Stated task:
Collect every line in the entries below that contains the word "reddish", and copy each of those lines.

Rows from a dataset
■ ■ ■ ■ ■ ■ ■

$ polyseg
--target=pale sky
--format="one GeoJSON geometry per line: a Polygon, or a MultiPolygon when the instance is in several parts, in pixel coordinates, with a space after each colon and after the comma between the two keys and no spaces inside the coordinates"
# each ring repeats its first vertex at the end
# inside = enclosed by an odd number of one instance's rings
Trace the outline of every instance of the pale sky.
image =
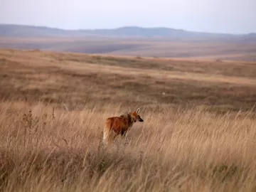
{"type": "Polygon", "coordinates": [[[0,0],[0,23],[256,32],[256,0],[0,0]]]}

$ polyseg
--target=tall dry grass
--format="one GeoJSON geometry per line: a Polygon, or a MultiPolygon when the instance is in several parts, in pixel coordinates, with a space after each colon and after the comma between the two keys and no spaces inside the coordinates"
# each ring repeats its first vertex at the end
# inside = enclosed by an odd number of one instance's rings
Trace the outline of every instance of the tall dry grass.
{"type": "Polygon", "coordinates": [[[142,107],[144,122],[128,132],[128,142],[118,139],[105,149],[104,119],[119,115],[122,106],[53,107],[0,103],[1,191],[256,189],[256,122],[250,112],[142,107]]]}

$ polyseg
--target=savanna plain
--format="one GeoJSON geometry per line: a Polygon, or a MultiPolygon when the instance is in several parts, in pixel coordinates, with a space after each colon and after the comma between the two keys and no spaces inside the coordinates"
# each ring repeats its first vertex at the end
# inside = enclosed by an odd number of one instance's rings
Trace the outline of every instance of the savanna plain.
{"type": "Polygon", "coordinates": [[[0,72],[1,191],[256,190],[255,63],[1,49],[0,72]]]}

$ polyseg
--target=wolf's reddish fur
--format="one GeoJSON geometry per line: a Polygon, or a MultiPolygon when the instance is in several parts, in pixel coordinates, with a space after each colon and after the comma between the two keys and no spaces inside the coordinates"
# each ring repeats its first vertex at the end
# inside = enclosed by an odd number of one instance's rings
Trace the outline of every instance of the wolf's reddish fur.
{"type": "Polygon", "coordinates": [[[136,122],[137,120],[143,122],[144,120],[138,114],[139,112],[139,109],[127,114],[122,114],[120,117],[107,118],[103,132],[104,143],[107,144],[110,140],[114,139],[118,135],[124,137],[129,128],[132,126],[134,122],[136,122]]]}

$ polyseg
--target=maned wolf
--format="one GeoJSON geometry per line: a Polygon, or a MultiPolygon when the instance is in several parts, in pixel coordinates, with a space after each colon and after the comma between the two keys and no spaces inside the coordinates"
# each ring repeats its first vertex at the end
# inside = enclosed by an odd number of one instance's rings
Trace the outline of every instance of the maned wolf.
{"type": "Polygon", "coordinates": [[[129,112],[127,114],[122,114],[119,117],[112,117],[107,119],[105,127],[103,131],[103,143],[107,145],[110,140],[114,139],[117,135],[121,134],[124,138],[127,132],[137,120],[144,122],[138,114],[140,109],[134,112],[129,112]]]}

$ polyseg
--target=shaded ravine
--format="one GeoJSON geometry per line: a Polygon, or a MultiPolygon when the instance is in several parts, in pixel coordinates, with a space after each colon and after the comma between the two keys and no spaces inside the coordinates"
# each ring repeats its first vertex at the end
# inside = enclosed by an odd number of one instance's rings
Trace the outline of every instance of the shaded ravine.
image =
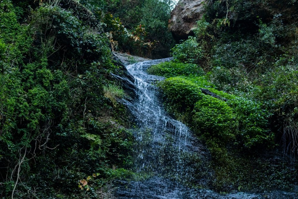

■ ■ ■ ■ ■ ■ ■

Task answer:
--target=wolf's reddish fur
Trace the outline of every instance of the wolf's reddish fur.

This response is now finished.